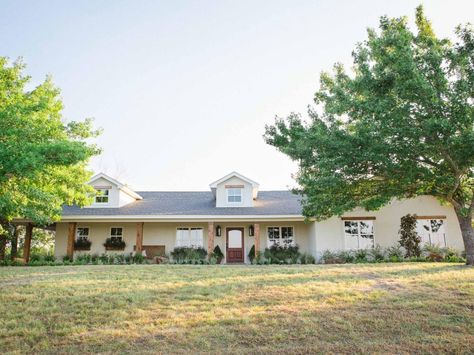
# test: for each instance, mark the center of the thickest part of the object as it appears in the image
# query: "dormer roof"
(117, 183)
(254, 184)
(232, 174)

+---+

→ THE PROBLEM:
Copy all of the data word for word, and keep the pictures out of it.

→ REPLY:
# test: for each instance, mark the center of the thickest part of the object as it appears in the image
# query: "dormer roof"
(117, 183)
(254, 184)
(232, 174)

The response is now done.